Start of THE INPUT

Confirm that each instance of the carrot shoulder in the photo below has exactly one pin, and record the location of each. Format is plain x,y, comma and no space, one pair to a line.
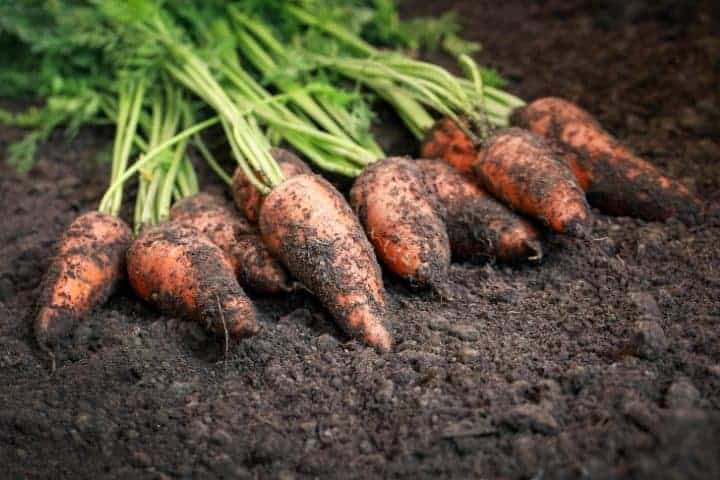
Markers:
402,221
309,226
248,199
616,180
522,170
83,274
254,266
478,225
182,272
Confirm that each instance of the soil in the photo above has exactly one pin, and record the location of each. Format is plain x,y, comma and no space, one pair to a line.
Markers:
601,362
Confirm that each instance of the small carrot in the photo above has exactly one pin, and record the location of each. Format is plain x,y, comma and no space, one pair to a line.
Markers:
522,170
308,225
478,225
402,221
247,198
89,264
446,140
254,266
616,180
181,271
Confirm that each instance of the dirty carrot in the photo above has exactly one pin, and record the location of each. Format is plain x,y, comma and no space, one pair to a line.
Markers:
479,226
90,261
85,271
522,170
248,199
306,223
402,221
616,180
181,271
254,267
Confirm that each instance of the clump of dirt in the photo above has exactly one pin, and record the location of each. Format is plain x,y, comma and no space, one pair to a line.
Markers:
602,361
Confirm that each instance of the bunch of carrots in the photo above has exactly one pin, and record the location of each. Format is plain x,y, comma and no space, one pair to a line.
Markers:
285,80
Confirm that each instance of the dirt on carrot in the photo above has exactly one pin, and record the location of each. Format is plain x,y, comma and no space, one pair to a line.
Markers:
84,273
254,266
521,170
403,221
478,226
182,272
616,180
308,225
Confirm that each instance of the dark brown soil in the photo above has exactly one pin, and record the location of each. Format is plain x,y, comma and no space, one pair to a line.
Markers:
601,362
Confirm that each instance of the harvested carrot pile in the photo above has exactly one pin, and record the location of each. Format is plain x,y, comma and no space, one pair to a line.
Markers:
204,339
272,85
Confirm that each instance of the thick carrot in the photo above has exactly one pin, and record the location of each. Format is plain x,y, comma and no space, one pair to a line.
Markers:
522,170
446,140
308,225
479,226
616,180
85,271
181,271
402,220
247,198
254,266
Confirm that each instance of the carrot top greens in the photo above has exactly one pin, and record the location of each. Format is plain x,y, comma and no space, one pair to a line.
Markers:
304,72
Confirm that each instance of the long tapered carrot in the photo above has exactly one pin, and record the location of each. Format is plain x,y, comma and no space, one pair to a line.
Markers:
85,271
248,199
522,170
616,180
402,221
182,272
479,226
254,267
309,226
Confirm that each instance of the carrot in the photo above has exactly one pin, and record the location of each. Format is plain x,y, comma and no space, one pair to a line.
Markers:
448,141
402,221
309,226
254,266
616,180
181,271
247,198
521,170
85,271
477,224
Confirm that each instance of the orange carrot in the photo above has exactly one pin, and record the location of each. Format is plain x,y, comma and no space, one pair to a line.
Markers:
522,170
616,180
309,226
182,272
247,198
254,267
402,221
478,225
84,273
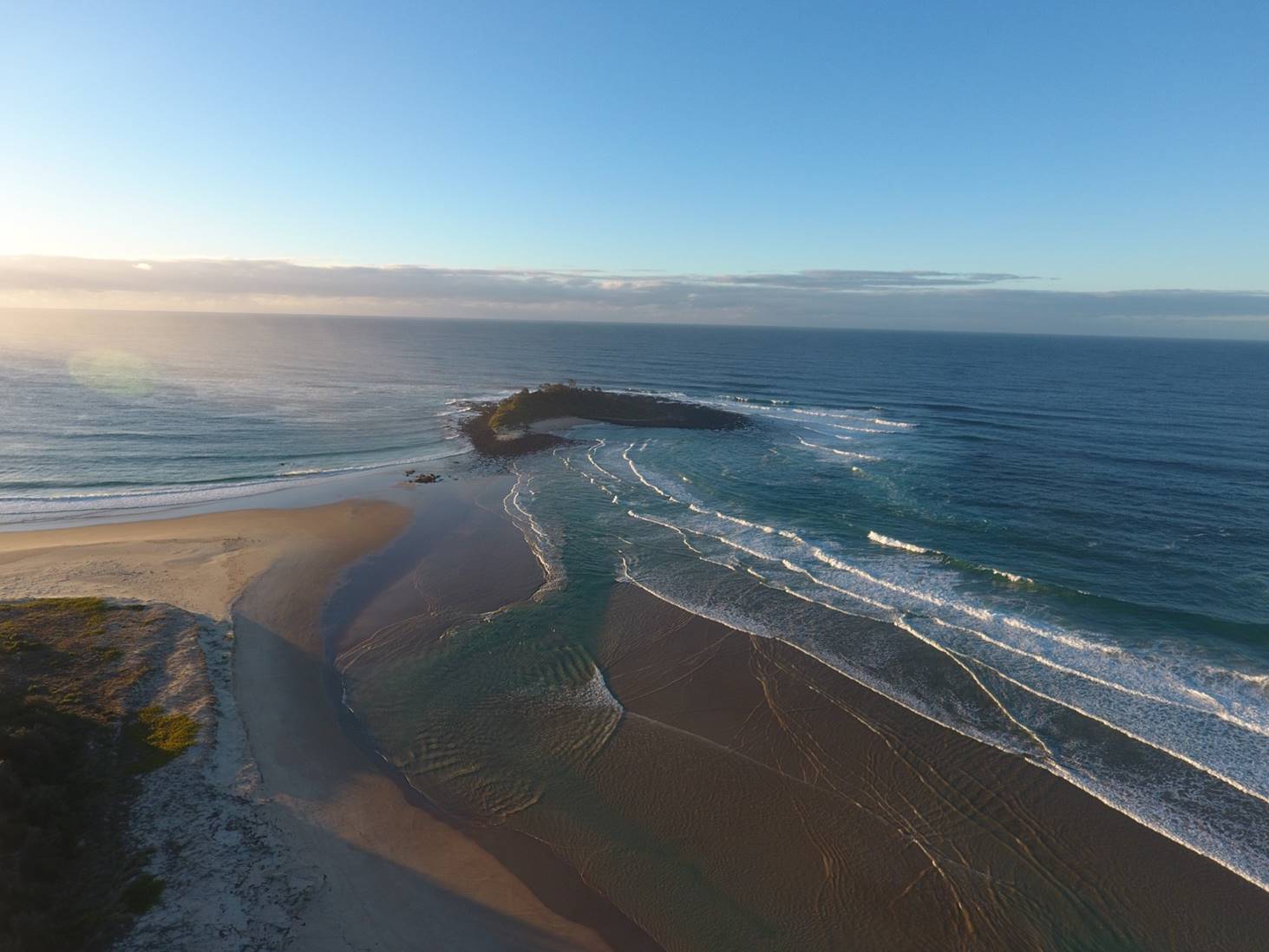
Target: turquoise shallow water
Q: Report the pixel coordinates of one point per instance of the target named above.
(1079, 526)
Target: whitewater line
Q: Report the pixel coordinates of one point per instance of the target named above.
(625, 455)
(1113, 685)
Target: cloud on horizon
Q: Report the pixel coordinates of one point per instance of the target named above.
(918, 299)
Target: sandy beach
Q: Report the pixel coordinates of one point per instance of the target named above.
(301, 841)
(744, 795)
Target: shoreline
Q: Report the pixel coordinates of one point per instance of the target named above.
(321, 831)
(703, 705)
(1027, 857)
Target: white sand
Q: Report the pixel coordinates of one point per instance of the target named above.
(278, 833)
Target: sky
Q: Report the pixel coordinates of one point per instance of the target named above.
(1036, 166)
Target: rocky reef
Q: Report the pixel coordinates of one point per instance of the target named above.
(506, 428)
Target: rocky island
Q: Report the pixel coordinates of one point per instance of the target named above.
(518, 424)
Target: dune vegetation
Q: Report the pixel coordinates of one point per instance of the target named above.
(74, 740)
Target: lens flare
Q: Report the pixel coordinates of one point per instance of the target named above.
(114, 372)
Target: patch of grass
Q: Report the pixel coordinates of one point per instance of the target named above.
(142, 894)
(158, 737)
(69, 878)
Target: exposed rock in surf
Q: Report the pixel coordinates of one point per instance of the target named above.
(506, 428)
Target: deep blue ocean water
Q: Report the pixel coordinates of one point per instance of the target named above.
(1077, 526)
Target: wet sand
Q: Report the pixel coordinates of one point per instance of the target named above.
(728, 792)
(668, 782)
(330, 853)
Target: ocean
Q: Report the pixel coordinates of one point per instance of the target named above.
(1069, 537)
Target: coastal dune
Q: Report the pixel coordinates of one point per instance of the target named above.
(729, 792)
(583, 766)
(295, 839)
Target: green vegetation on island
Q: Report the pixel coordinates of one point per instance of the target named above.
(75, 732)
(504, 428)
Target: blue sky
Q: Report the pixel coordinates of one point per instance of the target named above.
(1094, 146)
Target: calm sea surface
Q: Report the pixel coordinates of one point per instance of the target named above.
(1080, 526)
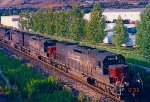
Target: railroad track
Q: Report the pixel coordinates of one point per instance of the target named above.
(64, 77)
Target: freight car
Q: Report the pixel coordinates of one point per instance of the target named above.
(35, 45)
(103, 69)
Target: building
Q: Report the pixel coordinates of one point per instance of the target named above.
(10, 21)
(126, 14)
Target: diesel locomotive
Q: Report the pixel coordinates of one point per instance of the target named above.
(103, 69)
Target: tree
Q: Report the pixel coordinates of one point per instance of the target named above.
(24, 20)
(40, 21)
(49, 22)
(120, 34)
(143, 32)
(96, 25)
(77, 24)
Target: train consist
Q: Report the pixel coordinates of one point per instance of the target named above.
(105, 70)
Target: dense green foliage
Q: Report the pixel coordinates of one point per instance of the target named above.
(96, 25)
(143, 34)
(28, 86)
(65, 23)
(120, 34)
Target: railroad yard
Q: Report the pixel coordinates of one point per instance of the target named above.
(81, 53)
(75, 86)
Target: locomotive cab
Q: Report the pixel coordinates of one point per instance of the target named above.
(118, 73)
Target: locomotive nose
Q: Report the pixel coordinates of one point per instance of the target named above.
(133, 91)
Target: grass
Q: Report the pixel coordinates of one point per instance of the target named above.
(28, 86)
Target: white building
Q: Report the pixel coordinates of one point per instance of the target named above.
(126, 14)
(10, 21)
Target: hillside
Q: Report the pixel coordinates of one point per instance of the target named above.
(36, 3)
(52, 3)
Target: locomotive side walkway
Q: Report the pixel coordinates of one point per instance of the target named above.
(5, 78)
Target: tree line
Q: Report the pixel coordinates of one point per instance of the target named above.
(71, 24)
(66, 23)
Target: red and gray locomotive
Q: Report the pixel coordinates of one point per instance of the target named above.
(106, 70)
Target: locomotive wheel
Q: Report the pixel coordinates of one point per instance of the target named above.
(91, 80)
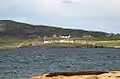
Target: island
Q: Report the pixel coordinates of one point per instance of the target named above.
(19, 35)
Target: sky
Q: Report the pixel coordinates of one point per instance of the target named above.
(96, 15)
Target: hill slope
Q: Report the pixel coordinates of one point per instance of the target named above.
(12, 28)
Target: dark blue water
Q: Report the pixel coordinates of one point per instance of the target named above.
(25, 63)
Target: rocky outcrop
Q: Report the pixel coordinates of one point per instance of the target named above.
(99, 75)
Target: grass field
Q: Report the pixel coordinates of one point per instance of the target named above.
(26, 41)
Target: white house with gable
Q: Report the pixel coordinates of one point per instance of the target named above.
(64, 36)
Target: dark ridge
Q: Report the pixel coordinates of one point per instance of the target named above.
(12, 28)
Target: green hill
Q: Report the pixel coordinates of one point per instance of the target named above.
(12, 28)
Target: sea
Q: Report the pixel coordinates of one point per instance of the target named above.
(24, 63)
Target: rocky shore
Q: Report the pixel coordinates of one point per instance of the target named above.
(81, 75)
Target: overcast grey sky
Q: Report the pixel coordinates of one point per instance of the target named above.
(101, 15)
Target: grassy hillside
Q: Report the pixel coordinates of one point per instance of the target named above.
(12, 28)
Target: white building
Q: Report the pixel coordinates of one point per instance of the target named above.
(64, 36)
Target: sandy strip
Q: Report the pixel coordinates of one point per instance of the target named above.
(109, 75)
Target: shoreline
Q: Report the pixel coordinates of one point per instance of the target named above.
(58, 46)
(81, 75)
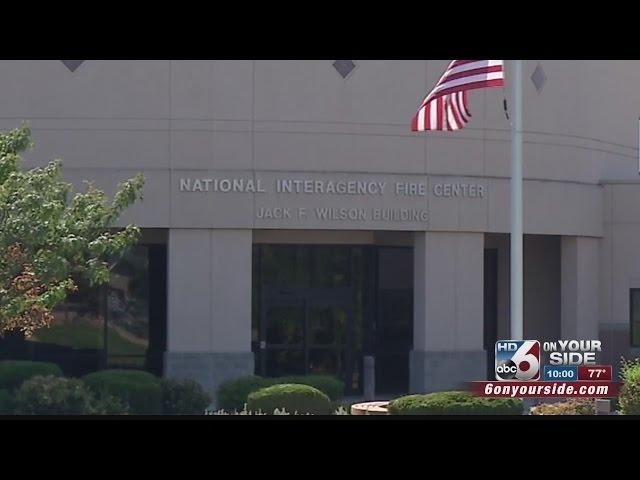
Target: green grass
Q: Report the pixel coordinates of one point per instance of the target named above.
(88, 337)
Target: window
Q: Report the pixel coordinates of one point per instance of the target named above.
(635, 316)
(113, 326)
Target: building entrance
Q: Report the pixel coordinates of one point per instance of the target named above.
(319, 309)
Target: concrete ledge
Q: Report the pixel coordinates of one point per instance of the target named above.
(208, 368)
(447, 370)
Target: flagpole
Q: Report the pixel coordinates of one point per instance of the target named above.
(517, 324)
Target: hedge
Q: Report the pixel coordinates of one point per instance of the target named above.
(183, 397)
(330, 386)
(53, 396)
(629, 398)
(138, 389)
(7, 402)
(14, 372)
(294, 398)
(232, 395)
(574, 406)
(454, 403)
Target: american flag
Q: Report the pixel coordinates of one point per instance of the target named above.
(446, 107)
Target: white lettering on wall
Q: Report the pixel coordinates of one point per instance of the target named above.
(466, 190)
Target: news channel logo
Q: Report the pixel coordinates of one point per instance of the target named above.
(520, 360)
(517, 360)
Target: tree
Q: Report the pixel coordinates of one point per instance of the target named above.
(52, 237)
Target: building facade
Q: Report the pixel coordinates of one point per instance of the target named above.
(292, 222)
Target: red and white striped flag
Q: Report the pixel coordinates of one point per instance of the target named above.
(446, 107)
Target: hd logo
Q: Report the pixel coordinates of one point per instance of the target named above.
(517, 360)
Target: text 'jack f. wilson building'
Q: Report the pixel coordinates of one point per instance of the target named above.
(292, 222)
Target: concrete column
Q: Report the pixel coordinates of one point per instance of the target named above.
(580, 287)
(448, 311)
(209, 306)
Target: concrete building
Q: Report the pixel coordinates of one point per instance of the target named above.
(293, 223)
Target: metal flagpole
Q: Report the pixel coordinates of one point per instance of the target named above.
(517, 324)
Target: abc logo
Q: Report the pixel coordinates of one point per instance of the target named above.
(518, 360)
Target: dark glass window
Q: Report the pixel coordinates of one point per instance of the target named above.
(113, 326)
(635, 316)
(318, 309)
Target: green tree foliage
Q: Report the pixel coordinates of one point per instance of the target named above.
(51, 236)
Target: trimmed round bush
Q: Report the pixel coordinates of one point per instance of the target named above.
(232, 394)
(14, 372)
(293, 398)
(629, 398)
(7, 402)
(139, 390)
(53, 396)
(183, 397)
(454, 403)
(330, 386)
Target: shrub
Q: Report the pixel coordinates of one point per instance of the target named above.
(232, 395)
(106, 404)
(629, 398)
(138, 389)
(570, 407)
(7, 402)
(293, 398)
(330, 386)
(51, 395)
(454, 403)
(14, 372)
(183, 397)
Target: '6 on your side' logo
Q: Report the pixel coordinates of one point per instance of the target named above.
(517, 360)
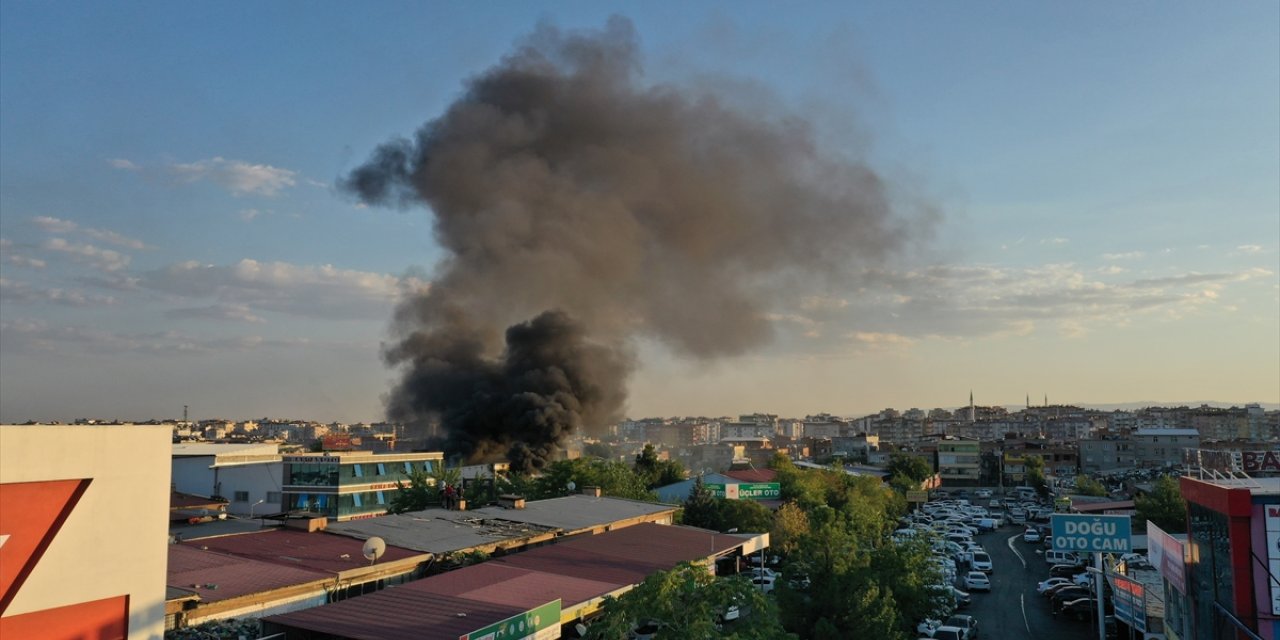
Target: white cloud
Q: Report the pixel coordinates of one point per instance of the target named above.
(21, 292)
(237, 176)
(104, 259)
(30, 263)
(40, 337)
(63, 227)
(119, 163)
(1128, 255)
(233, 312)
(306, 291)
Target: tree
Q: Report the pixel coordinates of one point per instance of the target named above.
(1164, 506)
(1036, 475)
(689, 602)
(598, 449)
(657, 472)
(1086, 485)
(912, 469)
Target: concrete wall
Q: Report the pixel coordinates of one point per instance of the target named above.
(114, 540)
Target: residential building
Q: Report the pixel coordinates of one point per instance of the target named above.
(346, 485)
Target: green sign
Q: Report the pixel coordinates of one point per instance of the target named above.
(759, 490)
(745, 490)
(536, 624)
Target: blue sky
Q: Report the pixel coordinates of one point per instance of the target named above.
(1107, 179)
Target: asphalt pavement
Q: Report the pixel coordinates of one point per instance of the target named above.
(1013, 609)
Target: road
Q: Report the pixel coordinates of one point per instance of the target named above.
(1013, 609)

End of THE INPUT

--- DESCRIPTION OF THE TASK ---
Pull out all lines containing the word "foliage" from the entries above.

--- RESPONSE TO THIS EXERCISE ---
Target: dense green foliage
Target: green tree foliage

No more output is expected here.